» Aim of the task
Could you write out, exactly, every line from the top of the data through the line holding "box: [31, 110, 88, 117]"? Omit the pictures.

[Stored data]
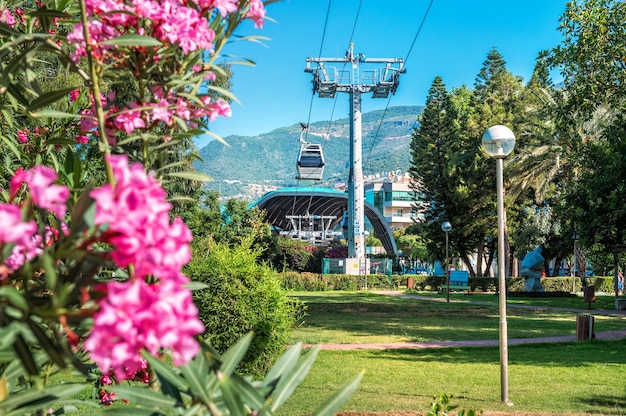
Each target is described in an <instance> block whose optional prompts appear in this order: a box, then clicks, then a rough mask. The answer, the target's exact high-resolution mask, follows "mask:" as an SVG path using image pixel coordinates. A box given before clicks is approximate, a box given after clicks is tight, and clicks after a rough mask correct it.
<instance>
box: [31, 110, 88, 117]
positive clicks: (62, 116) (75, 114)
mask: <svg viewBox="0 0 626 416" xmlns="http://www.w3.org/2000/svg"><path fill="white" fill-rule="evenodd" d="M32 116H33V117H36V118H78V117H80V116H78V115H77V114H73V113H66V112H64V111H57V110H41V111H38V112H36V113H33V114H32Z"/></svg>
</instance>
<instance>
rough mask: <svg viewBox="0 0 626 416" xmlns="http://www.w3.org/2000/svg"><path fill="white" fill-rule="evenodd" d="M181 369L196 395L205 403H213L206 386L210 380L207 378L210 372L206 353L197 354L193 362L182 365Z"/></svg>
mask: <svg viewBox="0 0 626 416" xmlns="http://www.w3.org/2000/svg"><path fill="white" fill-rule="evenodd" d="M180 371H181V373H182V374H183V377H185V380H187V383H188V384H189V388H190V389H191V391H192V392H193V393H194V394H195V395H196V397H197V398H198V399H199V400H201V401H202V402H203V403H204V404H206V405H209V404H210V403H211V396H210V394H209V392H208V391H207V388H206V386H207V385H208V380H206V376H205V375H206V374H208V372H209V368H208V367H207V364H206V360H205V359H204V355H203V354H198V355H196V356H195V358H194V359H193V360H192V361H191V362H189V363H187V364H185V365H183V366H181V367H180Z"/></svg>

» Finished task
Each target is described in an <instance> block whose optional prompts appear in this order: a box, then clicks, then a rough mask. The answer, the target's exact high-resolution mask, follows "mask:" as an SVG path using image pixel coordinates. A box given before clicks is approximate, a box given after clicks is tight, and clicks after a rough mask correct it.
<instance>
box: [31, 110, 88, 117]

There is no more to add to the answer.